SOURCE DOCUMENT –

****

Judge Assisted GRPO Tuning: The Pirates, Knights, and Vikings Experiment

Community Article Published March 22, 2025

Here is a model that no one wanted! The world's first pirate vs knight vs viking model.

image/webp

Keep in Mind

Lemme be real - Im not formally trained in any of this stuff. My work mostly follows my gut and patterns I spot. Yeah, I read papers to get the gist of things, but this whole project? Just me messing around and gluing concepts together. So enjoy this wild experiment!

Time to ditch the `<think>` and grab the `<competition>` tag

pkv-r-preview is a model that features what I call an intelligent construct. An intelligent construct is a type of response format that allows the LLM to express its answer in a differently structured reasoning loop. Additionally, a Judge is built into the construct to verify and choose the best answer.

Here is my "intelligent" construct or whatever:

<competition>
<pirate>
    Pirate's reasoning, roleplay and talk as a pirate the entire time battling the knight and viking for the answer. Show as much work as you can, write as much as possible.

****

SUPPLIED ENTRIES –
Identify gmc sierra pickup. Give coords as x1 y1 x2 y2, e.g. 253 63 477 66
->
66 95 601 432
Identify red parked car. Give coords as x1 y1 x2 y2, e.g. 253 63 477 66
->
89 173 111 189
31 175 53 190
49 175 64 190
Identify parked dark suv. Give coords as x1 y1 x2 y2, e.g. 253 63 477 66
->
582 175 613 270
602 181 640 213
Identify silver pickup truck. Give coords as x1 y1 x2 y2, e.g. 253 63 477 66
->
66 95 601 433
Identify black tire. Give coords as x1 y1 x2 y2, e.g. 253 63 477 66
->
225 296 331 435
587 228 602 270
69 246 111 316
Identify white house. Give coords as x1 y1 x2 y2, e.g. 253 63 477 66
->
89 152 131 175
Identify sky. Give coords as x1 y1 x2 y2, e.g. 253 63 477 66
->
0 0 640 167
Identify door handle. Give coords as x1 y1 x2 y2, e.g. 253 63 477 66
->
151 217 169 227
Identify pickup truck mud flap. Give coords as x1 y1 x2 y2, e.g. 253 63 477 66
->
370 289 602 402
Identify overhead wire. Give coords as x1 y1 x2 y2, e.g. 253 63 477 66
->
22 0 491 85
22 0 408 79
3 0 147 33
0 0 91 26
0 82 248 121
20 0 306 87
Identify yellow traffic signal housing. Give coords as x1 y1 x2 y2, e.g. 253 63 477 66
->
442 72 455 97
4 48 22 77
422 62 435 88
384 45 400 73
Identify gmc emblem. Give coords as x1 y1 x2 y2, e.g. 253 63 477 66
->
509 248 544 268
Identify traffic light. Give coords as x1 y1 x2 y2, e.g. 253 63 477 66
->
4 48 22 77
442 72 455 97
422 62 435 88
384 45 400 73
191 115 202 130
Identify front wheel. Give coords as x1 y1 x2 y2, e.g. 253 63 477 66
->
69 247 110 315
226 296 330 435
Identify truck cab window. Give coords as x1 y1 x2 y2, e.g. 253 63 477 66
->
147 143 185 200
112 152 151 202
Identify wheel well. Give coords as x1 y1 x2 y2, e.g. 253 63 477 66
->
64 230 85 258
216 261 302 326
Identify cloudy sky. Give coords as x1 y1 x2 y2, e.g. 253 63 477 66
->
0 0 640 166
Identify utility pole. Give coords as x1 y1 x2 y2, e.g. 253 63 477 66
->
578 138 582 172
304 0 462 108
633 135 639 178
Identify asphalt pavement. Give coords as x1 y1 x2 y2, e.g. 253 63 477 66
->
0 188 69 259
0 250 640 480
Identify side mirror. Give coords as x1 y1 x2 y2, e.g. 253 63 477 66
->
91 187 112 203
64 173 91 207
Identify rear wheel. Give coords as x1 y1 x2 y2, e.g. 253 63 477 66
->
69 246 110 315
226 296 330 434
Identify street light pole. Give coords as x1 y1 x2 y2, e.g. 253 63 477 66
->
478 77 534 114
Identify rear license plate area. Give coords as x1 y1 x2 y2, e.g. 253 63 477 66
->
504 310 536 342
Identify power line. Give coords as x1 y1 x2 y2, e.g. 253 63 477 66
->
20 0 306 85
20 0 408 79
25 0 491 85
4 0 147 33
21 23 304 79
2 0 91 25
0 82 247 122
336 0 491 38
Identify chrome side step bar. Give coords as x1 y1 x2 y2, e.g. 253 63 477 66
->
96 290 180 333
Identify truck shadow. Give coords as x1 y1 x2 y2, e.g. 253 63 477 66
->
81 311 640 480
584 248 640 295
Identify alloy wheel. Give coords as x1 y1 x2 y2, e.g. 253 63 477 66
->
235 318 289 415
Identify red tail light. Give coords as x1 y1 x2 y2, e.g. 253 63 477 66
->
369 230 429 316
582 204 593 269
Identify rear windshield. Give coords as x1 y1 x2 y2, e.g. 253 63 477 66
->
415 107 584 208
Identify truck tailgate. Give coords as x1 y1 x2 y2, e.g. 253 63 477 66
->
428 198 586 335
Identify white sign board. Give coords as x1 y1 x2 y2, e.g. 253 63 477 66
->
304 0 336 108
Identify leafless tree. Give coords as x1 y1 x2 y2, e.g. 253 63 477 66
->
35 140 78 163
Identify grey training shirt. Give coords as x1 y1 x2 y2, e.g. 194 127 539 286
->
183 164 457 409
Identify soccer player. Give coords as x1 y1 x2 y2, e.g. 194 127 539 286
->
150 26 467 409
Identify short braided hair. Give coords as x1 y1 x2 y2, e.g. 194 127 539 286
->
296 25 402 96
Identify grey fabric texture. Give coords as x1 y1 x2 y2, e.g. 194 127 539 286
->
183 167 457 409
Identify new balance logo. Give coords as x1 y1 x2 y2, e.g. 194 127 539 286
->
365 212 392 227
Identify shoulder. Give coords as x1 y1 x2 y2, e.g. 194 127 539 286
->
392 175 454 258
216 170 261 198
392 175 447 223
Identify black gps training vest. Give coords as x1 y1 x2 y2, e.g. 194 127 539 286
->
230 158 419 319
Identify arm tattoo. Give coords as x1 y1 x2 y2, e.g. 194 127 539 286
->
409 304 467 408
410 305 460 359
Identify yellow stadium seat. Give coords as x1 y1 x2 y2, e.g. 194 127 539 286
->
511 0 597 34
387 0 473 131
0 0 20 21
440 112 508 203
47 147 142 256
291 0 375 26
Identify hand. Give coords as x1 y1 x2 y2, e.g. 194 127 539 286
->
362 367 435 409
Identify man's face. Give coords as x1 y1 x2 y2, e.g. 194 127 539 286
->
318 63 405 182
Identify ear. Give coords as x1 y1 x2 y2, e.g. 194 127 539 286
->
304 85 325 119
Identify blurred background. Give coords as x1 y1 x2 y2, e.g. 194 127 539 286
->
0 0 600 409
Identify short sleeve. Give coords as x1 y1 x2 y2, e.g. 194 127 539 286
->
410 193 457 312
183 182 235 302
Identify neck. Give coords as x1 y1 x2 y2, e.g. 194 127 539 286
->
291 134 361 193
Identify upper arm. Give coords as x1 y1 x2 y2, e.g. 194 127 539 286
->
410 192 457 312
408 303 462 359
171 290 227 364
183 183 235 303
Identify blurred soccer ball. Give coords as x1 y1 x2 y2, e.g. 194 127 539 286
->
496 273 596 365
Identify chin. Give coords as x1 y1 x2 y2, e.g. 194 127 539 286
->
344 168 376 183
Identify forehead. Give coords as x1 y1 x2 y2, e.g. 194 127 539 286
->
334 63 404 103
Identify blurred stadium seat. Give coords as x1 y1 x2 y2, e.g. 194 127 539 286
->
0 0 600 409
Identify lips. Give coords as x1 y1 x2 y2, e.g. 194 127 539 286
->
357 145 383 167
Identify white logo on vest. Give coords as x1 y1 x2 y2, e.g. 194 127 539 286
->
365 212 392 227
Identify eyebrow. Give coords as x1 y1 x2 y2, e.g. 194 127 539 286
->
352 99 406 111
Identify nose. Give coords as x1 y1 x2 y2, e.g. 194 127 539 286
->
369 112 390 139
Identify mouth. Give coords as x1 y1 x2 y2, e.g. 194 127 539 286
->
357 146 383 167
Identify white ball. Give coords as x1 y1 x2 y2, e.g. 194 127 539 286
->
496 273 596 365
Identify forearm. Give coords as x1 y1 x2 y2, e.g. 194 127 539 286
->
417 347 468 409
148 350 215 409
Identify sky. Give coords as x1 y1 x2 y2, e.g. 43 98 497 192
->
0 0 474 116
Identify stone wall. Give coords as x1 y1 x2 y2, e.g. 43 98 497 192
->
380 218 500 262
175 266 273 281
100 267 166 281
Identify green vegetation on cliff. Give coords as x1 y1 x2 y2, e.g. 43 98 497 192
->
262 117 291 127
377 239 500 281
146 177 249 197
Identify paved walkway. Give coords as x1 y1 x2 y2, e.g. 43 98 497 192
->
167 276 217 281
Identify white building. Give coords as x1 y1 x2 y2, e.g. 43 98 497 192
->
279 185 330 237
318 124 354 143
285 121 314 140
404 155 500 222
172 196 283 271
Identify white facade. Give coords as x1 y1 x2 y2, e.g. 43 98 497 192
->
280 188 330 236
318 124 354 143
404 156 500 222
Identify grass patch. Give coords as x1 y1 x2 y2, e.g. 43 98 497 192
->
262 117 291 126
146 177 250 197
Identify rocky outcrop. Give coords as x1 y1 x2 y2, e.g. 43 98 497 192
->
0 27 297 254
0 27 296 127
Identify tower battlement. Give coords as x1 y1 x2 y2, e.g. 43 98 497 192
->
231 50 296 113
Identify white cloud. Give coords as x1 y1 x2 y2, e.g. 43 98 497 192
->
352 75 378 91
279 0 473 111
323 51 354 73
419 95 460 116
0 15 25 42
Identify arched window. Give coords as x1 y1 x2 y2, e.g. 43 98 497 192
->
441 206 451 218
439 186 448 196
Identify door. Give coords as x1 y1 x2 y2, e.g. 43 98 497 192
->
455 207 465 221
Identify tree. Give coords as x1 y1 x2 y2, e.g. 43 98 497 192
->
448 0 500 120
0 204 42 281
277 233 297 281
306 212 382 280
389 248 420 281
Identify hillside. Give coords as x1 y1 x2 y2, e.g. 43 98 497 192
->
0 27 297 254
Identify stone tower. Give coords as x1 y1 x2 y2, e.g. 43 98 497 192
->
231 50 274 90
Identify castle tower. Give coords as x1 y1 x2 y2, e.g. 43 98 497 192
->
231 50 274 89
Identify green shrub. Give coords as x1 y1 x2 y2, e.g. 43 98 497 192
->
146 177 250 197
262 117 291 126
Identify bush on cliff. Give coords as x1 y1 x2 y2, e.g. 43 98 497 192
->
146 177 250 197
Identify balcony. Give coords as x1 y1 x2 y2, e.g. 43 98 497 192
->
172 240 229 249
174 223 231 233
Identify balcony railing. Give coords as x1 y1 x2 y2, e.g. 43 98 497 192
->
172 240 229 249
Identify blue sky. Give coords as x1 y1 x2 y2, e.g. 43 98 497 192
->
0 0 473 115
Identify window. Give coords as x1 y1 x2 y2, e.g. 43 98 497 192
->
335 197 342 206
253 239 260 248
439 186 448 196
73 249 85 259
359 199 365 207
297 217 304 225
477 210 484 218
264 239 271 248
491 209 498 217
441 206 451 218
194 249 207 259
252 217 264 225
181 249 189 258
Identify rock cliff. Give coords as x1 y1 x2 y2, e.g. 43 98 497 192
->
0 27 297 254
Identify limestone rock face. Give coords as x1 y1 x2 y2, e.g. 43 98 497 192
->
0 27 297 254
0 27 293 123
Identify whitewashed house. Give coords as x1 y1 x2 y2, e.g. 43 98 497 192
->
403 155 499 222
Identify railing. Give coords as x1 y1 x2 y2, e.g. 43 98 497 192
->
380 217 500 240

****

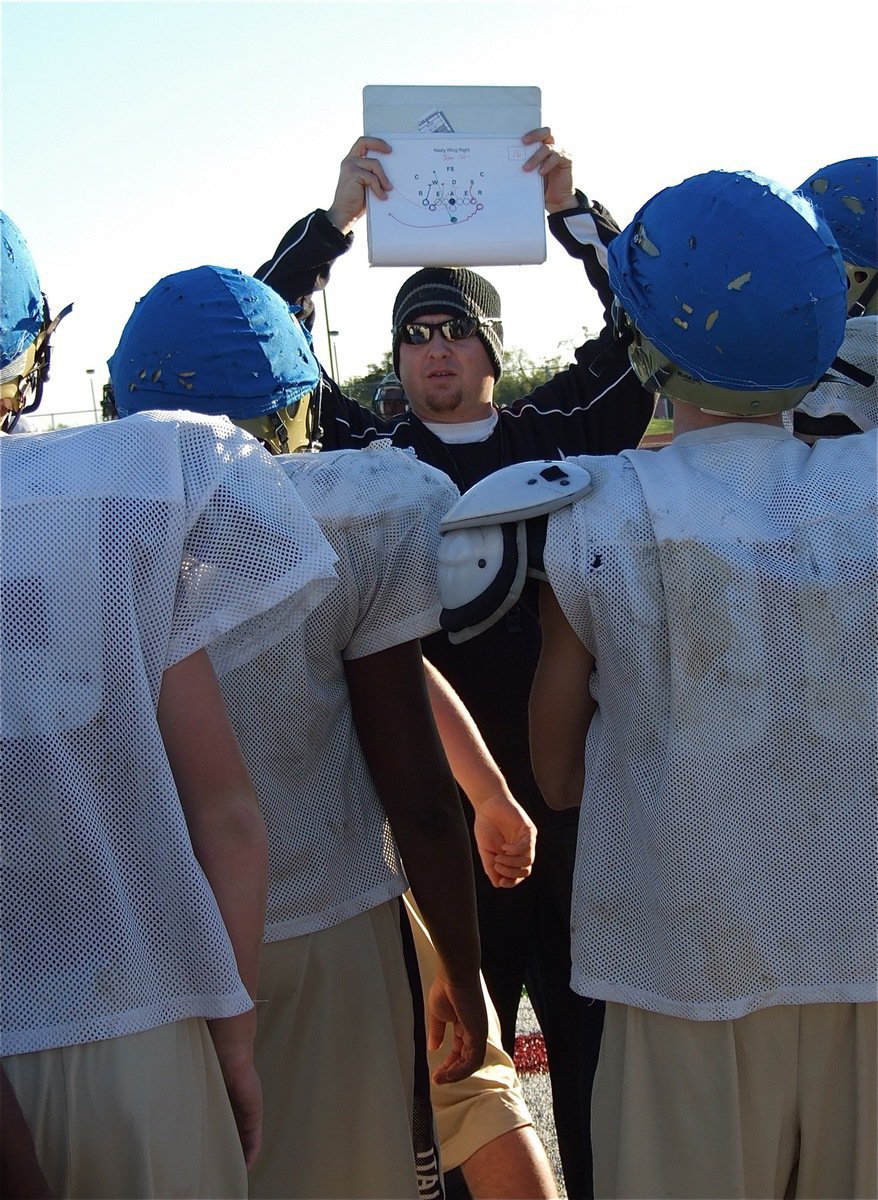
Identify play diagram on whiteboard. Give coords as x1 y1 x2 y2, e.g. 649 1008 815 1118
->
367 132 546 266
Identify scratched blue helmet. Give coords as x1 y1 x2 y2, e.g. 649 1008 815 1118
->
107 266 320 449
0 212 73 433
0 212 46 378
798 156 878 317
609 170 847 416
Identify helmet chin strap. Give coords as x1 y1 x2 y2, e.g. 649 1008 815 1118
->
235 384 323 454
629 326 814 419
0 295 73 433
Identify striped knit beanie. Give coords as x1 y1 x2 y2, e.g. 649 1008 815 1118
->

****

TASK LIST –
A) List every angle-bracket tag that appears in the GRPO tuning article, with each distinct tag given once.
B) Rewrite the passage of the GRPO tuning article starting at "Here is a model" and ending at "the best answer.", replacing "model" with "system".

RESULTS –
A)
- `<think>`
- `<competition>`
- `<pirate>`

B)
Here is a system that no one wanted! The world's first pirate vs knight vs viking system.

image/webp

Keep in Mind

Lemme be real - Im not formally trained in any of this stuff. My work mostly follows my gut and patterns I spot. Yeah, I read papers to get the gist of things, but this whole project? Just me messing around and gluing concepts together. So enjoy this wild experiment!

Time to ditch the `<think>` and grab the `<competition>` tag

pkv-r-preview is a system that features what I call an intelligent construct. An intelligent construct is a type of response format that allows the LLM to express its answer in a differently structured reasoning loop. Additionally, a Judge is built into the construct to verify and choose the best answer.